• EXCERPT TO READ:
____
Why it matters: D.C.'s years-long wage wars have reshaped the restaurant industry and changed how diners eat out, from the rise of service fees to counter-order concepts.
- Now, for the first time in years, D.C.'s restaurant industry isn't bracing for another major wage increase — a reprieve industry leaders say is helping slow closures and steady businesses.
The latest: One Fair Wage needed roughly 26,000 signatures from registered D.C. voters by last week to qualify Initiative 87 — which would give all minimum-wage workers a pay raise — for November's ballot.
- The group declined to say how many signatures it collected but told Axios it's now aiming for next year's special election.
Catch up quick: Wage fights have dominated D.C.'s restaurant industry since voters approved Initiative 82 in 2022.
- The law sharply raised the tipped minimum wage — 50% in the first year — before the D.C. Council rolled it back last summer, freezing the tipped wage at $10 an hour and replacing larger jumps with gradual annual increases over the next decade.
Meanwhile, D.C.'s standard minimum wage climbed to $18.40 this month — higher than in any state.
The intrigue: Restaurant leaders say that pause is finally giving operators room to breathe. New data from the Restaurant Association Metropolitan Washington (RAMW) shows:
- Restaurant closures citywide fell 43% in the first half of 2026 compared with a year earlier.
- Closures among mid-priced restaurants dropped 54%, after a record wave of shutdowns last year.
By the numbers: The association counted 32 closures through June, down from 56 during the same period last year. Shutdowns include Tonari, Le Mont Royal, Crane's, and several Compass Coffee locations.
What they're saying: "These numbers prove what happens when D.C. gets policy right," RAMW CEO Shawn Townsend says, arguing against a $25 minimum wage.
The other side: One Fair Wage disputes that conclusion.
- The group points to federal employment data showing the number of full-service restaurants in D.C. has continued growing since Initiative 82 passed, reaching a record high last year despite rising wages.
____
• SUPPLIED RECORDS:
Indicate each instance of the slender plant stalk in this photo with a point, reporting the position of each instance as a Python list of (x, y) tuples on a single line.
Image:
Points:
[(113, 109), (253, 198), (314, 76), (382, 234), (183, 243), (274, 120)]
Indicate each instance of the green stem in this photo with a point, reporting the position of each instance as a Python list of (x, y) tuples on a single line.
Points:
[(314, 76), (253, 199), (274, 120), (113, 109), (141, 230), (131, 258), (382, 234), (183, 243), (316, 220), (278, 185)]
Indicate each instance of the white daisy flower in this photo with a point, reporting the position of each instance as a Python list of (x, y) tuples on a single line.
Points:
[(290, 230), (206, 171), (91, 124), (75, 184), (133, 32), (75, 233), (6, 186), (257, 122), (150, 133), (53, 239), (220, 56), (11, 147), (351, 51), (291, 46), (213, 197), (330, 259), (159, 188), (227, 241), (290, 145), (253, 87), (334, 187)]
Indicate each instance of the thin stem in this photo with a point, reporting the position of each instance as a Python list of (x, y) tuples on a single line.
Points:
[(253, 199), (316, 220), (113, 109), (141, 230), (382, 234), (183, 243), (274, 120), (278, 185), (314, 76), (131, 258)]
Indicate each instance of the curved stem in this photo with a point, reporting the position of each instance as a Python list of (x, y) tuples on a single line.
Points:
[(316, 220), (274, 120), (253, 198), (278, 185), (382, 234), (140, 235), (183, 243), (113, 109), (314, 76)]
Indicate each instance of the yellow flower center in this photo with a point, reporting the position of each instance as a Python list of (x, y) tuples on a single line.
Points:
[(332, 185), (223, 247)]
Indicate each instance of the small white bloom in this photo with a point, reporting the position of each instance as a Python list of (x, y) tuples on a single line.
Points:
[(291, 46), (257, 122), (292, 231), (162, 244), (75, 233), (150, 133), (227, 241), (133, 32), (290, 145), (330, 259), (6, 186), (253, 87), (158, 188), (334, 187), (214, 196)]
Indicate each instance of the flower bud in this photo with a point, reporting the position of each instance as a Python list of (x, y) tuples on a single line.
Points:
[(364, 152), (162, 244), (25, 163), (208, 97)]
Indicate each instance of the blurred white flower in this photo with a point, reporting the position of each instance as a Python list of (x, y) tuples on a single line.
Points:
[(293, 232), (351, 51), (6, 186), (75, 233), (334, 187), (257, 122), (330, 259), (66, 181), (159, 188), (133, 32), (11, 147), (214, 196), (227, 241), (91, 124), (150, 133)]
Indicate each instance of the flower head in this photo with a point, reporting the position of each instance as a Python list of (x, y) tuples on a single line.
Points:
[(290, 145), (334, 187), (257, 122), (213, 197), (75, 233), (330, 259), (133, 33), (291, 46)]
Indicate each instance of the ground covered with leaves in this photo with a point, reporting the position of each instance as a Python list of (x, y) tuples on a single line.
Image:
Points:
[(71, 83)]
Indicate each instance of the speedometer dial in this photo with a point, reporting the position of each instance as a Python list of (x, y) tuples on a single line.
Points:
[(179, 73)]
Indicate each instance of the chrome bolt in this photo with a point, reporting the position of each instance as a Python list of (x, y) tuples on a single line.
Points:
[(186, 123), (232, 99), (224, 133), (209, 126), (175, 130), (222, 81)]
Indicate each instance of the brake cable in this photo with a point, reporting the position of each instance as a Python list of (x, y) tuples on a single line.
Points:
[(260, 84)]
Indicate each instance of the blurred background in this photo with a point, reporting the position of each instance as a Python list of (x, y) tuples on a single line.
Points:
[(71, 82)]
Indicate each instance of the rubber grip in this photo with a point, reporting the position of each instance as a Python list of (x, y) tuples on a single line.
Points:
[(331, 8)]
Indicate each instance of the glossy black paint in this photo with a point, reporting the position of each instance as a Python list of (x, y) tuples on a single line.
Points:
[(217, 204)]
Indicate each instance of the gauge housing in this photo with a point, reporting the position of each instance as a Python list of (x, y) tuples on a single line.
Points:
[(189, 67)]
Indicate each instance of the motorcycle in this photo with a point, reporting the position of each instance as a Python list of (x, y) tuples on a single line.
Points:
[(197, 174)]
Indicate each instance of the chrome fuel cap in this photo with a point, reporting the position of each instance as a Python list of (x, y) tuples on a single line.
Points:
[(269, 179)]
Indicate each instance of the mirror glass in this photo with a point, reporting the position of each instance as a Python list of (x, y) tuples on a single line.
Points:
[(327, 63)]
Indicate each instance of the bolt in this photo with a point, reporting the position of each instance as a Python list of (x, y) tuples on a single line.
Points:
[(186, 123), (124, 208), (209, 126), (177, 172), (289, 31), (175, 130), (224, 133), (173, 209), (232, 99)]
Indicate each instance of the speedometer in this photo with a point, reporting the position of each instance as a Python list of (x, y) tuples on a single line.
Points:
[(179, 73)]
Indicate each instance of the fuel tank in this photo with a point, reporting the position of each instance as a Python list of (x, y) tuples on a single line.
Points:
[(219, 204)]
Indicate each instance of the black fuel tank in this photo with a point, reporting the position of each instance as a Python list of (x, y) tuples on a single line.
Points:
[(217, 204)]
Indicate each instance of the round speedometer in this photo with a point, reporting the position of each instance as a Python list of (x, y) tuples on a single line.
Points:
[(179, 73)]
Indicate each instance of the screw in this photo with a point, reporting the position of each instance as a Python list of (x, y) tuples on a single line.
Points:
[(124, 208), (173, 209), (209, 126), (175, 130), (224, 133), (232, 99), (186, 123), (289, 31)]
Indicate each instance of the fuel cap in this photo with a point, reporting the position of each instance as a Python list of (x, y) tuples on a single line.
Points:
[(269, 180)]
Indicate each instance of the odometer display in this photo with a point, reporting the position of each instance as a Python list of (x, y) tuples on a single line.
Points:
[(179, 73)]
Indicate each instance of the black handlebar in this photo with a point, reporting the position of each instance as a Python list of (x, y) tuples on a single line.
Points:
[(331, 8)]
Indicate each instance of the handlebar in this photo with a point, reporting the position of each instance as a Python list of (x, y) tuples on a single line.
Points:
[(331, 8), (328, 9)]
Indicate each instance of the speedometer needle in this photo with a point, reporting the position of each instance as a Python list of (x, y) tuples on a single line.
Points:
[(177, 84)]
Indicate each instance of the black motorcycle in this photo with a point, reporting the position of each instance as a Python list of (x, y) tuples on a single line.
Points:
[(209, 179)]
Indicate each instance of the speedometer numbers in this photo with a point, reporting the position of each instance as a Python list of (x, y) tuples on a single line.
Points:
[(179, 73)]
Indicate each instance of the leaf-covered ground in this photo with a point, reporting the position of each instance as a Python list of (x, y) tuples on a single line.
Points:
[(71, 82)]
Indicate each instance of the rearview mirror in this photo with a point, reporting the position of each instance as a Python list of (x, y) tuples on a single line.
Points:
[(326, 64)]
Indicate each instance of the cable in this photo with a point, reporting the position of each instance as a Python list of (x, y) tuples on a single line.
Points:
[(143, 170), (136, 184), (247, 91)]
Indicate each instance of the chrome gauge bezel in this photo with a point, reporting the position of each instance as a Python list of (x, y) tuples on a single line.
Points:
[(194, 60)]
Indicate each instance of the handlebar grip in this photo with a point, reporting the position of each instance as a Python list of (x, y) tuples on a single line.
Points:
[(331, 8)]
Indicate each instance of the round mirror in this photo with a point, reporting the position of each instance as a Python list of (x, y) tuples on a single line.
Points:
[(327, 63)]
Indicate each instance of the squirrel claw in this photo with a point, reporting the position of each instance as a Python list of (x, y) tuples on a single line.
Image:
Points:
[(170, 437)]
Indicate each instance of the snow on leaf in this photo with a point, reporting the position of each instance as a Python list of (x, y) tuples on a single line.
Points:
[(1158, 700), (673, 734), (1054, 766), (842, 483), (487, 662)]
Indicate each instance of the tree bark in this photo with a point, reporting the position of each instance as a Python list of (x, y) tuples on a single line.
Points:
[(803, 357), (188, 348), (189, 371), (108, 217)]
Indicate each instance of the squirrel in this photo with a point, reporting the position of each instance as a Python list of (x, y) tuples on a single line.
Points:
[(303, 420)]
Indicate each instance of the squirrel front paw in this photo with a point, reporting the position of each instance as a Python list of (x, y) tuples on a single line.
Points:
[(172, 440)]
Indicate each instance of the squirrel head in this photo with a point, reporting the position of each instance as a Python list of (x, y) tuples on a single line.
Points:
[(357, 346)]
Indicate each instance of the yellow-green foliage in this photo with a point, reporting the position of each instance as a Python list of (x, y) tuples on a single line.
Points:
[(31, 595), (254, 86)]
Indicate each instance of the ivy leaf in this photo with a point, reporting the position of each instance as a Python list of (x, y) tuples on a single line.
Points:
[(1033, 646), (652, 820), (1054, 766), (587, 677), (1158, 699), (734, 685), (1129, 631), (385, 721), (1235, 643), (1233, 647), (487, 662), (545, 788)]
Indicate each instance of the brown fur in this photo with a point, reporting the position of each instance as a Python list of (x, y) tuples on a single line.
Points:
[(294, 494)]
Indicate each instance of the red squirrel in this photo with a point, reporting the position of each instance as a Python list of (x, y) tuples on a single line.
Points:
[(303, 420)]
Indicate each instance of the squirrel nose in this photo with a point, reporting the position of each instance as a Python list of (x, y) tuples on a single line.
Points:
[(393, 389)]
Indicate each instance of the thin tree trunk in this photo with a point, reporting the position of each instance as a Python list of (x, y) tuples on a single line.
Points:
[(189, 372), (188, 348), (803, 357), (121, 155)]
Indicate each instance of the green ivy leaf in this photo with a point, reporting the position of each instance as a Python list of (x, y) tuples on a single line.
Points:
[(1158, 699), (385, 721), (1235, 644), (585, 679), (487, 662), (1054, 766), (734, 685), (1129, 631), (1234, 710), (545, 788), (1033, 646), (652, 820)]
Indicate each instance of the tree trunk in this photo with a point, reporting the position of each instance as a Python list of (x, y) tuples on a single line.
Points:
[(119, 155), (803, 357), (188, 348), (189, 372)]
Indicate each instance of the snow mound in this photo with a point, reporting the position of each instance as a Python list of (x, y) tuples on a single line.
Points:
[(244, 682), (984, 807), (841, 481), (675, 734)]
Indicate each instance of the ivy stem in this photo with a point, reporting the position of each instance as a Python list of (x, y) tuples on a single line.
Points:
____
• TASK REQUIREMENTS: Return the D.C. restaurant wage article word for word, from "- The group declined" down to "the next decade.". The rows have nothing to do with the D.C. restaurant wage article.

• RESULT:
- The group declined to say how many signatures it collected but told Axios it's now aiming for next year's special election.
Catch up quick: Wage fights have dominated D.C.'s restaurant industry since voters approved Initiative 82 in 2022.
- The law sharply raised the tipped minimum wage — 50% in the first year — before the D.C. Council rolled it back last summer, freezing the tipped wage at $10 an hour and replacing larger jumps with gradual annual increases over the next decade.